# EXTRACT TO READ
________________

What does Word2Vec actually do?
Word2Vec is an NLP technique that learns numerical vector representations of words based on their surrounding words, so that similar words have similar vectors.
That is
If two words appear in similar sentences, Word2Vec makes their vectors similar.
Example:
- happy appears near excited
- pizza appears near burger
So Word2Vec learns:
- happy ≈ excited
- pizza ≈ burger
Word Embeddings as Feature Representation
Suppose we consider such values, for each feature
| Feature / Word | Boy | Girl | King | Queen | Apple | Mango |
| Gender | -1 | 1 | -0.95 | 0.93 | 0.01 | 0.05 |
| Royal | 0.01 | 0.02 | 0.95 | 0.96 | -0.02 | 0.02 |
| Age | 0.03 | 0.02 | 0.75 | 0.68 | 0.95 | 0.96 |
| Food | ~0 | ~0 | ~0 | ~0 | High | High |
| … | … | … | … | … | … | … |
| Dimension n | … | … | … | … | … | … |
Let us take our vocabulary:
Boy, Girl, King, Queen, Apple, Mango
In a hypothetical world (just for understanding), we can imagine that Word2Vec learns features like:
- Gender
- Royal
- Age
- Food
- … many more (actually ~300 dimensions in real models)
Each word gets a score for every feature.
What does our table show?
Each column is a word.

________________

# DATA BLOCK
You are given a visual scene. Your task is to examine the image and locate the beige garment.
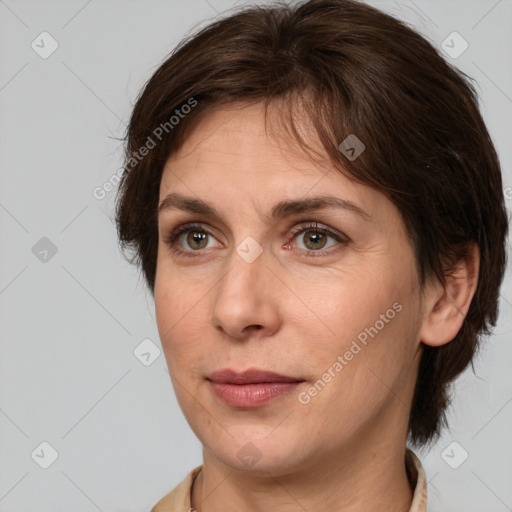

________________

# YOUR INSTRUCTIONS
Can you extend the Word2Vec explainer past its final sentence, "Each column is a word."? None of the material is needed here.

# ANSWER TO THIS PROBLEM
Each row is a hidden feature.
For example:
🔹 Gender feature
- Boy → −1 (male)
- Girl → +1 (female)
- King → −0.95 (male)
- Queen → +0.93 (female)
- Apple, Mango → near 0 (no gender)
So Word2Vec learns:
👉 Boy ≈ King (both male)
👉 Girl ≈ Queen (both female)
🔹 Royal feature
- King, Queen → very high values (~0.95)
- Boy, Girl → near zero
- Fruits → near zero
So the model understands:
👉 King and Queen are related by royalty.
🔹 Age feature
- King, Queen → higher (adult)
- Boy, Girl → lower (young)
So:
👉 King ≠ Boy (main difference is age).
🔹 Food feature
- Apple, Mango → high
- Humans → near zero
So:
👉 Apple ≈ Mango (both fruits).
What do we observe?
From these numbers, Word2Vec automatically learns:
- King, Queen are similar (royalty)
- Boy, Girl are similar (human + young)
- Apple, Mango are similar (food)
- King and Prince would be similar except for age (if Prince existed)
Meaning Arithmetic
Because meaning is stored as numbers, we can do math:
- King = Royal + Male + Adult
- Queen = Royal + Female + Adult
So:
King − Male + Female ≈ Queen
This is why Word2Vec can perform:
king − man + woman ≈ queen
It works because each vector contains semantic features.
So, Word2Vec does not just count words.
It learns properties of words (gender, category, relationships) from data.
Similar words get similar vectors.
In reality:
- These are NOT just 3–4 features.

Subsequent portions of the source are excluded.